• Excerpt:
Soon after helping these young men escape, Chaim was moved to the Upper Camp, and forced to work with the corpses after the gassing was complete. He worked in the Upper Camp for the rest of his at Treblinka – until the Uprising on August 2, 1943. Chaim tells many gruesome stories of life in the Upper Camp. But the story I want to share is his telling of the death of a group of women who had fought in the Warsaw Ghetto Uprising.


It was May 1943 and this group of young fighters marched down the Road to Heaven. They were chanted in powerful loud voices:


“Take revenge! Take revenge! Let the world know what happened here!”

• What the exercise asks: Extend the Treblinka account beyond the women's chant, where it currently ends. The lines that come next have no connection to the Treblinka account.

• Data rows:
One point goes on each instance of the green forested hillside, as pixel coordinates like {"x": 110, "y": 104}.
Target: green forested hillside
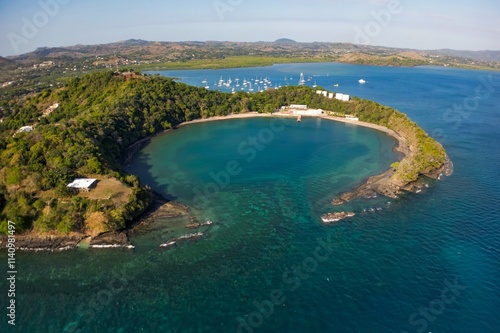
{"x": 101, "y": 114}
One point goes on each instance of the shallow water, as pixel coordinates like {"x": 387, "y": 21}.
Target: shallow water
{"x": 379, "y": 270}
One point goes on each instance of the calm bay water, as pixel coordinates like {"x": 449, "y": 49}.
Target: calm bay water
{"x": 388, "y": 271}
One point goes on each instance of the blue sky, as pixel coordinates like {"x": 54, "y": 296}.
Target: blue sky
{"x": 423, "y": 24}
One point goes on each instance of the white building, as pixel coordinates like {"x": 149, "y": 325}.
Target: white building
{"x": 308, "y": 112}
{"x": 297, "y": 107}
{"x": 342, "y": 97}
{"x": 26, "y": 129}
{"x": 82, "y": 184}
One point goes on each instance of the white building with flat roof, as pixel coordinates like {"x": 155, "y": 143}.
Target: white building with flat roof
{"x": 82, "y": 184}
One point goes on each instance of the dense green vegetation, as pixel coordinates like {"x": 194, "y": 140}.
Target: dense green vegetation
{"x": 101, "y": 114}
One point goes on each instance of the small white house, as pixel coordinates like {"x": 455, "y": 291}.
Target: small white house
{"x": 297, "y": 107}
{"x": 82, "y": 184}
{"x": 342, "y": 97}
{"x": 26, "y": 129}
{"x": 308, "y": 112}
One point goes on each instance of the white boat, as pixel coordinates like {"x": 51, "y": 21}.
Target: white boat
{"x": 302, "y": 81}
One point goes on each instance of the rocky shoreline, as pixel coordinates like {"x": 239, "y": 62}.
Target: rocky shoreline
{"x": 382, "y": 184}
{"x": 37, "y": 242}
{"x": 335, "y": 217}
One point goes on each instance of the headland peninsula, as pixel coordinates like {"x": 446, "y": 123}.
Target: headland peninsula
{"x": 85, "y": 129}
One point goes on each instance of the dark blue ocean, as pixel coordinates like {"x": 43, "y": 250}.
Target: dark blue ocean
{"x": 427, "y": 262}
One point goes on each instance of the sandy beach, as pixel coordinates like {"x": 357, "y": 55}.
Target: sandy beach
{"x": 400, "y": 139}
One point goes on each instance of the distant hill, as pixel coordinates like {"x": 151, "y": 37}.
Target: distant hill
{"x": 285, "y": 41}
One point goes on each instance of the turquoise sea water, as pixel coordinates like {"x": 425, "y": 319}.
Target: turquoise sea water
{"x": 424, "y": 263}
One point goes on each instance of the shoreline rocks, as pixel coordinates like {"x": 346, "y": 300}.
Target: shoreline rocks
{"x": 111, "y": 239}
{"x": 335, "y": 217}
{"x": 187, "y": 237}
{"x": 48, "y": 243}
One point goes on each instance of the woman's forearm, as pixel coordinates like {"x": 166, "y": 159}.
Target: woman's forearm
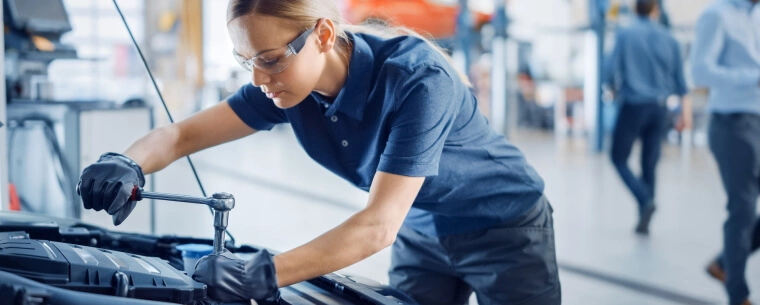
{"x": 156, "y": 150}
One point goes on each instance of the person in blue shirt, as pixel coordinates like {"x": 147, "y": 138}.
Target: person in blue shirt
{"x": 726, "y": 60}
{"x": 645, "y": 69}
{"x": 462, "y": 208}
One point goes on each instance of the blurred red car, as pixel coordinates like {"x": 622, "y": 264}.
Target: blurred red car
{"x": 427, "y": 17}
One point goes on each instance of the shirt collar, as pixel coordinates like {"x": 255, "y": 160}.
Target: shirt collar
{"x": 352, "y": 98}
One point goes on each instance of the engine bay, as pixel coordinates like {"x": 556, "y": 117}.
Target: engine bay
{"x": 46, "y": 260}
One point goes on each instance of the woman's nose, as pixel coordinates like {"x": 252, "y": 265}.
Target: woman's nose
{"x": 259, "y": 77}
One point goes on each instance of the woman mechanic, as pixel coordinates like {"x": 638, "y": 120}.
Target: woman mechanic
{"x": 461, "y": 206}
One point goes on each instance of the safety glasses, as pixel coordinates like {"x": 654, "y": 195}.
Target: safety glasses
{"x": 275, "y": 61}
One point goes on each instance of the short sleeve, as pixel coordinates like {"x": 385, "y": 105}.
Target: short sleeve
{"x": 427, "y": 103}
{"x": 255, "y": 109}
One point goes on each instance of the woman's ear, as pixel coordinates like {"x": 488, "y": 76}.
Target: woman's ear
{"x": 326, "y": 35}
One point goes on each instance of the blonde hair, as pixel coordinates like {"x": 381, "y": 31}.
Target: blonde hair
{"x": 304, "y": 14}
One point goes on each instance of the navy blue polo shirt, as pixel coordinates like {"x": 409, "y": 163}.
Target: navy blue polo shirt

• Task response:
As they entered the gas chamber, they stood “[p]roud, strong and undefeated, they stood together in a circle in the middle of the gas chamber and, at the top of their voices, recited the Kaddish, the prayer for the dead. It was so moving and inspirational for men like Chaim, who stood outside the gas chambers waiting to remove the dead, that they temporarily forgot where they were and stood up a little bit taller with pride.   When at last there was that same total eerie silence coming from the gas chamber, the door flew open and the group of young men and women who only moments before were so full of life, were now still and silent, entwined together in their circle.” (58)


This description is as heartbreaking and moving as any I have encountered.


Source:   Zylbersztajn, Malka, L’Chaim: the Exceptional Life of Chaim Sztajer, Jewish Holocaust Center, Elsternwick, (2108).


Next blog post:   Chaim’s and the Treblinka Uprising.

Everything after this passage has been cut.